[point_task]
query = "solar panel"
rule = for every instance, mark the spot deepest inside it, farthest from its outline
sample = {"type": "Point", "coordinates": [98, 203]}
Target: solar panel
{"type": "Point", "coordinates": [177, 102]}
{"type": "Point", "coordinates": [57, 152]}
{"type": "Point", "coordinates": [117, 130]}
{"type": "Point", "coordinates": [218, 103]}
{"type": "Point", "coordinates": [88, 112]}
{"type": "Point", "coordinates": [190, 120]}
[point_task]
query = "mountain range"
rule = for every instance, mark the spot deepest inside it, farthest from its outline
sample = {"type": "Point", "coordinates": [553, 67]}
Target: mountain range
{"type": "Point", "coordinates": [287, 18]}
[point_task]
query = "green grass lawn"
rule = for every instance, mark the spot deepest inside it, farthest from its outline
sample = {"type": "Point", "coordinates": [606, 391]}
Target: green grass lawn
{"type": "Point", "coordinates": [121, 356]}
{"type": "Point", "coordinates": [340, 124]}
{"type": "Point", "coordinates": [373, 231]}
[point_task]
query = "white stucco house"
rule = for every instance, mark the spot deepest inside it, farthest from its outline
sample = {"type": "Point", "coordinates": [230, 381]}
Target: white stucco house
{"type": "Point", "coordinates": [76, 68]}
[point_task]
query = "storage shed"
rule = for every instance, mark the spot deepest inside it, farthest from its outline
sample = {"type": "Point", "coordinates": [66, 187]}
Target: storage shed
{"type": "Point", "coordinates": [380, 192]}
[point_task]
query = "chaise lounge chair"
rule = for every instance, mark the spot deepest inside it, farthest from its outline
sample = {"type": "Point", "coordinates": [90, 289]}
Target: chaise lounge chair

- [DIRECTIONS FOR THIS TASK] For this exercise, copy word for word the line that contains "Target: mountain range" and every line after it, ending with the last line of the entries above.

- [FINAL ANSWER]
Target: mountain range
{"type": "Point", "coordinates": [287, 18]}
[point_task]
query = "green grass lawn"
rule = for every instance, mark the spot deepest inside it, farthest from its outline
sample = {"type": "Point", "coordinates": [606, 391]}
Target: green grass lawn
{"type": "Point", "coordinates": [121, 356]}
{"type": "Point", "coordinates": [340, 124]}
{"type": "Point", "coordinates": [373, 231]}
[point_task]
query = "white stucco house"
rule = for every instance, mark the spot deepest inside it, farthest from its outline
sample = {"type": "Point", "coordinates": [230, 381]}
Target: white stucco house
{"type": "Point", "coordinates": [76, 68]}
[point_task]
query = "storage shed"
rule = for every instance, mark the spot deepest inside it, farthest from its outline
sample = {"type": "Point", "coordinates": [66, 187]}
Target: storage shed
{"type": "Point", "coordinates": [380, 192]}
[point_task]
query = "chaise lounge chair"
rule = for every instance, mark the spot deepest inside it, farthest from its outline
sample = {"type": "Point", "coordinates": [90, 289]}
Target: chaise lounge chair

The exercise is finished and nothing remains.